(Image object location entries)
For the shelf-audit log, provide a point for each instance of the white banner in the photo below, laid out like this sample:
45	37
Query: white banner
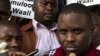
22	9
85	2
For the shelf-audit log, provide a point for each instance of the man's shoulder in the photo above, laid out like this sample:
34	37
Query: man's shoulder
59	52
93	52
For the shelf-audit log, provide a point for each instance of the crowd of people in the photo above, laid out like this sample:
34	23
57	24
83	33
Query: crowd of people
55	30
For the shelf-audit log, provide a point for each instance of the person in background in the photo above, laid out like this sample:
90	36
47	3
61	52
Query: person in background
10	39
5	7
39	33
95	11
75	29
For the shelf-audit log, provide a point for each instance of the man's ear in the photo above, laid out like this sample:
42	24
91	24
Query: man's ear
33	7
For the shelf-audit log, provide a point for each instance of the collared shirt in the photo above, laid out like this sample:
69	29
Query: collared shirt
60	52
46	39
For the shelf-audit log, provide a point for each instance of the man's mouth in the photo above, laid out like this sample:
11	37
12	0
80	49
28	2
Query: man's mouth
70	48
48	15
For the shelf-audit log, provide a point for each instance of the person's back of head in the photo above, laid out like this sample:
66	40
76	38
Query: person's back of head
11	34
5	7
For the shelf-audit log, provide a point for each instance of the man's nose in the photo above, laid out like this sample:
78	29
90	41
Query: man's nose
13	43
70	37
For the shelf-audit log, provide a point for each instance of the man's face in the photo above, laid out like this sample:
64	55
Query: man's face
45	10
11	36
96	35
4	11
74	32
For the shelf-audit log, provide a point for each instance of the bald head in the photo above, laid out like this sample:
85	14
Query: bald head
5	9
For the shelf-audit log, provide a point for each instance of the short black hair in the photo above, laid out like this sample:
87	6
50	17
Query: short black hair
78	8
12	24
7	4
95	9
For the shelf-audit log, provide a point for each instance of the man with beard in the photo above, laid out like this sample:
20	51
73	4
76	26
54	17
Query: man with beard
10	39
40	33
74	32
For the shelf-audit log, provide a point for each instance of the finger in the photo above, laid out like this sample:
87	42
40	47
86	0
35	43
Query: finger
32	53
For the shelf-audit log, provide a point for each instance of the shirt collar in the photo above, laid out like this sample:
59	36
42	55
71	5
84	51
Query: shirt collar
39	25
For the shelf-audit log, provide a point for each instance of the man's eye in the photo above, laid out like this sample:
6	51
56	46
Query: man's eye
44	3
63	32
77	31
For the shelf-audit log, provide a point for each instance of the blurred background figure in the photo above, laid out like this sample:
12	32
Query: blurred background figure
95	11
11	37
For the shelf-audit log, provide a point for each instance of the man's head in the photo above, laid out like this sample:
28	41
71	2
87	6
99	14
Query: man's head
5	9
95	10
10	33
45	10
74	29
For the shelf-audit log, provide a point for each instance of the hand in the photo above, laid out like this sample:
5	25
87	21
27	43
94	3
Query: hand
33	53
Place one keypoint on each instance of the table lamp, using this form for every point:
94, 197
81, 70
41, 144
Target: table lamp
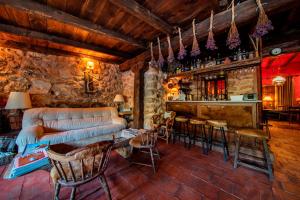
119, 99
18, 101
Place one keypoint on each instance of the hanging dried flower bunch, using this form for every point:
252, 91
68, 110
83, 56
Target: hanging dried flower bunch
195, 49
182, 51
264, 25
211, 44
152, 61
161, 60
170, 51
233, 39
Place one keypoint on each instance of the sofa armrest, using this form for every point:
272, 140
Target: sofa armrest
119, 120
29, 135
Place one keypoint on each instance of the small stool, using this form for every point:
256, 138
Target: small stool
198, 125
181, 129
257, 134
219, 125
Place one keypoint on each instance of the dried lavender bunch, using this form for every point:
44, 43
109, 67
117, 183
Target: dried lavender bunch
233, 39
161, 60
170, 51
152, 61
211, 43
264, 25
195, 48
182, 51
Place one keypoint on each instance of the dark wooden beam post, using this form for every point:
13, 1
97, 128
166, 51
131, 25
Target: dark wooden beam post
138, 105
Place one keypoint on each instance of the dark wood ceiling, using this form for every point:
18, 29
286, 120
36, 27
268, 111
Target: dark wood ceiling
110, 30
37, 16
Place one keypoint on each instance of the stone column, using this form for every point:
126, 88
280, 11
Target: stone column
152, 95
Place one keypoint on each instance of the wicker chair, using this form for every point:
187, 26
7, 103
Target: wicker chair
164, 125
81, 166
145, 142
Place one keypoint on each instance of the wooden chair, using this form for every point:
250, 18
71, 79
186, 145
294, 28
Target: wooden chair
81, 166
163, 125
145, 142
256, 134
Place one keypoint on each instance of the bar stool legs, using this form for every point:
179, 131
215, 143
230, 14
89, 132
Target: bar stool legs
181, 129
258, 135
218, 126
198, 127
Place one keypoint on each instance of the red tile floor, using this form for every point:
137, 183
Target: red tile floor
183, 174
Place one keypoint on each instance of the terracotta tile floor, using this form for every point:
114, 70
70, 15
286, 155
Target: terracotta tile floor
183, 174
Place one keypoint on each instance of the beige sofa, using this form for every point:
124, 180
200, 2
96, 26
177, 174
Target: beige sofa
67, 125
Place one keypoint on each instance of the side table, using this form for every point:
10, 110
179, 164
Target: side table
8, 146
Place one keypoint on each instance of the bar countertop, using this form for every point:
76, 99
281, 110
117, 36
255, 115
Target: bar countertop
217, 102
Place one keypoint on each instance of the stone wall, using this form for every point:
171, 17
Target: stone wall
58, 80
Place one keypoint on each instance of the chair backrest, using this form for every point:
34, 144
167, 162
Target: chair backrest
83, 164
148, 138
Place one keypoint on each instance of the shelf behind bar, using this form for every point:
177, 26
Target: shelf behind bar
225, 67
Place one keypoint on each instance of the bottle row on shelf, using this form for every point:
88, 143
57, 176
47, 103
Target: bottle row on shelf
209, 62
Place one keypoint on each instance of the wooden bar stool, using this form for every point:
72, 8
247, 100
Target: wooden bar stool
220, 126
198, 133
258, 135
181, 130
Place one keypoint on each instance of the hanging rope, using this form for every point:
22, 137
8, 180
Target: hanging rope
264, 25
211, 44
170, 51
161, 60
195, 48
233, 39
182, 51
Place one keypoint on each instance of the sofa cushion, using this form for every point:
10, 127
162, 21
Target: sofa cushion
64, 119
79, 134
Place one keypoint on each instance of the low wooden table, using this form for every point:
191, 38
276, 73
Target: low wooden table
121, 146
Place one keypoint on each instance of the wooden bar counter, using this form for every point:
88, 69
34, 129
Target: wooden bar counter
236, 113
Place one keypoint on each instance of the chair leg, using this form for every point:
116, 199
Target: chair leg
72, 197
157, 152
57, 190
211, 137
203, 139
237, 150
105, 186
268, 159
152, 160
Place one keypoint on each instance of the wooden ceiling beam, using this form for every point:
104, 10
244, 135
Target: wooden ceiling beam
245, 11
58, 40
35, 8
144, 14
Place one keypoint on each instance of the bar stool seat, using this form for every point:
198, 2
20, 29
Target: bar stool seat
197, 121
220, 126
259, 135
217, 123
181, 119
256, 133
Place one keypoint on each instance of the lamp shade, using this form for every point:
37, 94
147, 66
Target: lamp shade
18, 100
119, 98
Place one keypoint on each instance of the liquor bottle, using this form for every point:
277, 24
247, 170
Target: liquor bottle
239, 55
244, 55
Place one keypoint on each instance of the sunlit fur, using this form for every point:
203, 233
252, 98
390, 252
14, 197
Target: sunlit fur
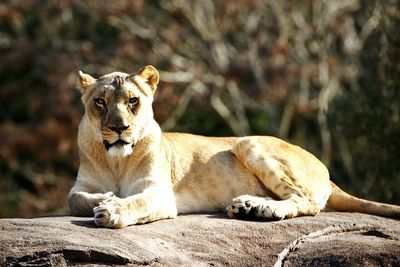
150, 175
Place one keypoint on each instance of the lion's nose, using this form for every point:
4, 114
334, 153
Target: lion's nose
118, 129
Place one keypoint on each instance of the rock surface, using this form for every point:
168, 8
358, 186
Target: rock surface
328, 239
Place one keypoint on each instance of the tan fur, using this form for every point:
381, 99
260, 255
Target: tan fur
131, 172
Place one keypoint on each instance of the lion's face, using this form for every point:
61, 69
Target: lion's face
119, 107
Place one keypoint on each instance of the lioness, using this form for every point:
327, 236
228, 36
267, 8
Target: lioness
131, 172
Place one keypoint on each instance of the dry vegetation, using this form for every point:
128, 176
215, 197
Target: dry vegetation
322, 74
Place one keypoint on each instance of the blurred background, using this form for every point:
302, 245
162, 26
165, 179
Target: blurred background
323, 74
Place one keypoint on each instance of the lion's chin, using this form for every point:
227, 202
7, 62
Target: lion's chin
120, 151
119, 148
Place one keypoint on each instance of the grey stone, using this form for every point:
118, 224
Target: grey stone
328, 239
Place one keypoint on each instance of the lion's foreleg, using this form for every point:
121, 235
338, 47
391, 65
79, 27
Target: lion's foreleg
82, 203
152, 204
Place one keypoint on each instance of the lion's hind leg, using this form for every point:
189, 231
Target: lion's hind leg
294, 199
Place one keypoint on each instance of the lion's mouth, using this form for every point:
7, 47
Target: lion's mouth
118, 143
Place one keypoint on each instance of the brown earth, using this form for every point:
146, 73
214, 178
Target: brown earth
329, 239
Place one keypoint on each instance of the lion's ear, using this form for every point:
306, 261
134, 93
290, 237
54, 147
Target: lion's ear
84, 81
150, 74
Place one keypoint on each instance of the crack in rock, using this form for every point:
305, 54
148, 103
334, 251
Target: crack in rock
370, 230
66, 257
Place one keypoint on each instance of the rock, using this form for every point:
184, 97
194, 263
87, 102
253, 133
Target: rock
327, 239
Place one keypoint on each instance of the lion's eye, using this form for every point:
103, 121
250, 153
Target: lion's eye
100, 102
133, 101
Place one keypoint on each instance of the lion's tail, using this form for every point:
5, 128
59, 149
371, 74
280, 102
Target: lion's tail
341, 201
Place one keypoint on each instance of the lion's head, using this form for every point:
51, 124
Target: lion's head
118, 107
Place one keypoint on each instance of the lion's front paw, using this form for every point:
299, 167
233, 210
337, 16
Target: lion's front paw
113, 213
249, 206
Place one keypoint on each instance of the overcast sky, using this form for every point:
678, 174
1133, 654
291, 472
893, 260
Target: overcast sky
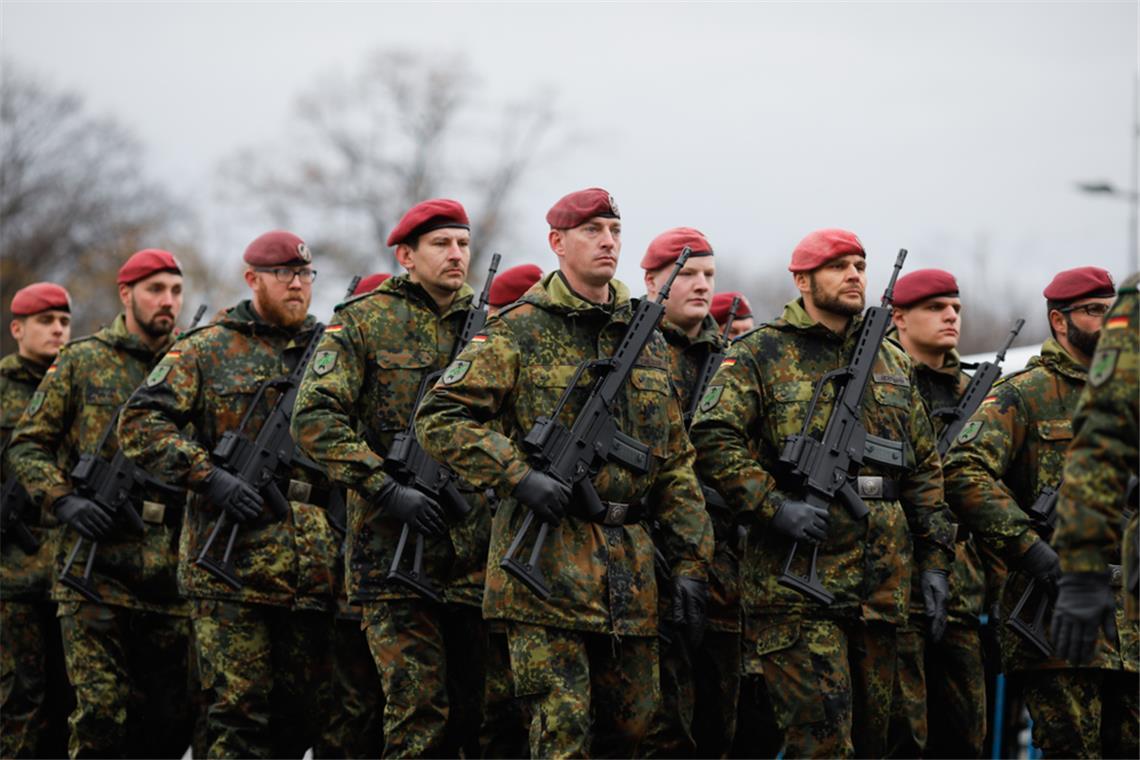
954, 130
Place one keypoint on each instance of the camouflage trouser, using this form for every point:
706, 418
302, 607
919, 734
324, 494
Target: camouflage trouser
355, 725
129, 670
267, 670
591, 694
35, 696
830, 683
1083, 713
506, 720
431, 659
957, 693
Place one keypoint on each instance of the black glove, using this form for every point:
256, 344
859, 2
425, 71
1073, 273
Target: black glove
408, 505
545, 496
801, 521
1084, 605
239, 499
1041, 562
935, 596
86, 516
690, 601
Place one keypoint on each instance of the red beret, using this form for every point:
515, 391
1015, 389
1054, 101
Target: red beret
923, 284
722, 302
510, 286
39, 296
1081, 283
666, 247
371, 283
276, 248
578, 207
146, 262
428, 215
821, 246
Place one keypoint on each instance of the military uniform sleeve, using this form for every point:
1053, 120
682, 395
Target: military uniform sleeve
40, 434
327, 405
729, 413
149, 427
452, 419
976, 464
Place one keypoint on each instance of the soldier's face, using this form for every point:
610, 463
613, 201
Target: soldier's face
589, 252
691, 293
440, 259
40, 336
154, 302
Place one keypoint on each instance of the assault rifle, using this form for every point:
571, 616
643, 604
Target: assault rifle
825, 467
113, 484
260, 462
983, 380
575, 455
409, 465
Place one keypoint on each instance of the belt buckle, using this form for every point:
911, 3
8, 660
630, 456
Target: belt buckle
870, 487
616, 513
154, 513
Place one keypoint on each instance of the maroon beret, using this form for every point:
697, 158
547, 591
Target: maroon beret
371, 283
666, 247
923, 284
510, 286
821, 246
276, 248
426, 217
1081, 283
578, 207
146, 262
39, 296
722, 302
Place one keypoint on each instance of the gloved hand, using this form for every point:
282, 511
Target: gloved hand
801, 521
86, 516
935, 597
690, 602
545, 496
1041, 562
239, 499
1084, 606
408, 505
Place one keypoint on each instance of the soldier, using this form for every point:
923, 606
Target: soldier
946, 673
262, 640
828, 670
699, 687
586, 656
35, 696
128, 652
1006, 457
359, 392
742, 323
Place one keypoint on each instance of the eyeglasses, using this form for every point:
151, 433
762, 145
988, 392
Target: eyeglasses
1090, 309
286, 275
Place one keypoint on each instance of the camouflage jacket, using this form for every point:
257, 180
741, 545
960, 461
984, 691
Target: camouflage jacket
71, 409
22, 575
759, 397
475, 418
208, 382
1011, 449
358, 393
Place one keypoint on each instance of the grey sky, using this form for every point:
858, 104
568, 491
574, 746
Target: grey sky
949, 129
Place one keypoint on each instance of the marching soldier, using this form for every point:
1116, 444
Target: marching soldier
1006, 458
125, 637
357, 395
37, 696
829, 670
586, 656
262, 637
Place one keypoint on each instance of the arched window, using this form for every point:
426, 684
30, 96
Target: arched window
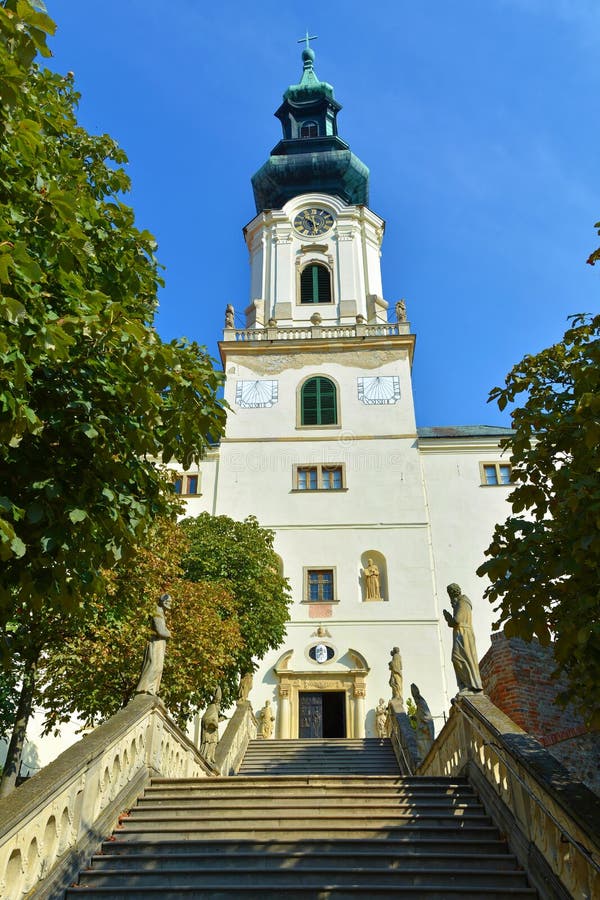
315, 284
309, 129
318, 402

**Short task**
Edit the lines from the one containing "Place one keypoint on each instance of the arched" through the final line, replacing "arched window" with "round window" and keeping everything else unchanged. Leave the picture out of your answer.

**Exercise solution**
Place one keypoint on each instance of the round window, using this form for every point:
426, 684
30, 96
Target: round window
315, 284
309, 129
318, 402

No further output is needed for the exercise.